▸ **TEXTO EXTRAÍDO**:
┏━━

No final de fevereiro, Jan Eliasson apresentou uma proposta de resolução que acolhia pontos onde tinha sido possível avançar, assumindo que o documento não estava perfeito e que certamente não agradaria a todos. Mas que os 16 parágrafos da resolução apresentada era o que de mais forte em termos de proteção e defesa dos direitos humanos tinha sido acordado entre os Estados.
Aprovados na semana passada por 170 votos a favor e 4 contra – Estados Unidos, Israel, Ilhas Marshall e Palau –, além de 3 abstenções – Venezuela, Belarus e Irã –, a resolução determina que o Conselho se reportará diretamente à Assembléia Geral e será integrado por 47 países (em vez dos 53 da Comissão) eleitos por maioria absoluta (ou seja, metade mais um dos Estados presentes votando).
“Uma das maiores quedas de braço durante as negociações foi como seriam eleitos os membros do Conselho. O Estados Unidos e grande parte da sociedade civil defendiam a eleição por dois terços dos votos, para evitar que países considerados grandes violadores de direitos humanos fossem eleitos”, conta Lúcia Nader. Em fevereiro, a Conectas enviou uma carta ao conselheiro Antonio Luis Espinola Salgado, do Ministério das Relações Exteriores, que acompanhava as negociações pelo Brasil. No documento, a ONG afirmava que a defesa da aprovação por dois terços se sustentava “na crença de que a exigência da maioria qualificada contribuiria para inibir a possibilidade de eleição de Estados notoriamente reconhecidos por serem violadores sistemáticos dos direitos humanos”.

┗━━

▸ **TAREFAS A REALIZAR**:
• 1. De acordo com o texto sobre a resolução do Conselho, quantos países vão integrar o Conselho?
• 2. No texto sobre a resolução do Conselho, reescreva o trecho que começa em "Aprovados na semana" e termina em "Estados presentes votando).", trocando "maioria absoluta" por "maioria simples".

[Registros de um conjunto de rotulagem de pontos]

┏━━

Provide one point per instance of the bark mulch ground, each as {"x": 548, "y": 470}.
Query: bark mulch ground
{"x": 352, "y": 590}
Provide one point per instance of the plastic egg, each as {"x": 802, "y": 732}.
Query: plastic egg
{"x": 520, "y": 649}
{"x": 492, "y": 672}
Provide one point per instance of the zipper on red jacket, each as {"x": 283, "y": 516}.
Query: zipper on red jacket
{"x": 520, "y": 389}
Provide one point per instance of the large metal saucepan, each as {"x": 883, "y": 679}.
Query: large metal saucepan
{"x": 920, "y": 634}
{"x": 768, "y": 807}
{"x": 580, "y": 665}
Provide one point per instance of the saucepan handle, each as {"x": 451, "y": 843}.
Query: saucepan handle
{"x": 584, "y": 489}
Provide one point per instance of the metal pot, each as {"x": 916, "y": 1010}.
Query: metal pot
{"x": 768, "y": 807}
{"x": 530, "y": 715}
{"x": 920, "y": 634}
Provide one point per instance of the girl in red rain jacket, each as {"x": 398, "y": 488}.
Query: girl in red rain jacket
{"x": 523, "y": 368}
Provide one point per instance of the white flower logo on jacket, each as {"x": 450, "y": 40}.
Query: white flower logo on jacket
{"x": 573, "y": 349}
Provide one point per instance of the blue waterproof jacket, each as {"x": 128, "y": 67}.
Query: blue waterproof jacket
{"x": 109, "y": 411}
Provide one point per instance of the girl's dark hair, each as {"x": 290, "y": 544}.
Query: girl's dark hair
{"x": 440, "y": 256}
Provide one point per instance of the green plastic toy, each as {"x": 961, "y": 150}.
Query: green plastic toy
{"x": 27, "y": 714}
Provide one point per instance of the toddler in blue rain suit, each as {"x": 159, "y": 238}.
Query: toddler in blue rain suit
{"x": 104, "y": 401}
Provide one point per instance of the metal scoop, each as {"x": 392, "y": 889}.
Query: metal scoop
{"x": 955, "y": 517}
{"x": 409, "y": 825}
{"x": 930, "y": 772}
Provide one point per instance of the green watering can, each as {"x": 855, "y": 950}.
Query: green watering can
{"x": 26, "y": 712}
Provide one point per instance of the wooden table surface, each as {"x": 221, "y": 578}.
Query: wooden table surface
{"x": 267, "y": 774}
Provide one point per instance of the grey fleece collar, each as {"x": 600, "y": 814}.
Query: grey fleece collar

┗━━

▸ **RESPOSTAS EM ORDEM**:
• 1. O Conselho será integrado por 47 países.

• 2.
Aprovados na semana passada por 170 votos a favor e 4 contra – Estados Unidos, Israel, Ilhas Marshall e Palau –, além de 3 abstenções – Venezuela, Belarus e Irã –, a resolução determina que o Conselho se reportará diretamente à Assembléia Geral e será integrado por 47 países (em vez dos 53 da Comissão) eleitos por maioria simples (ou seja, metade mais um dos Estados presentes votando).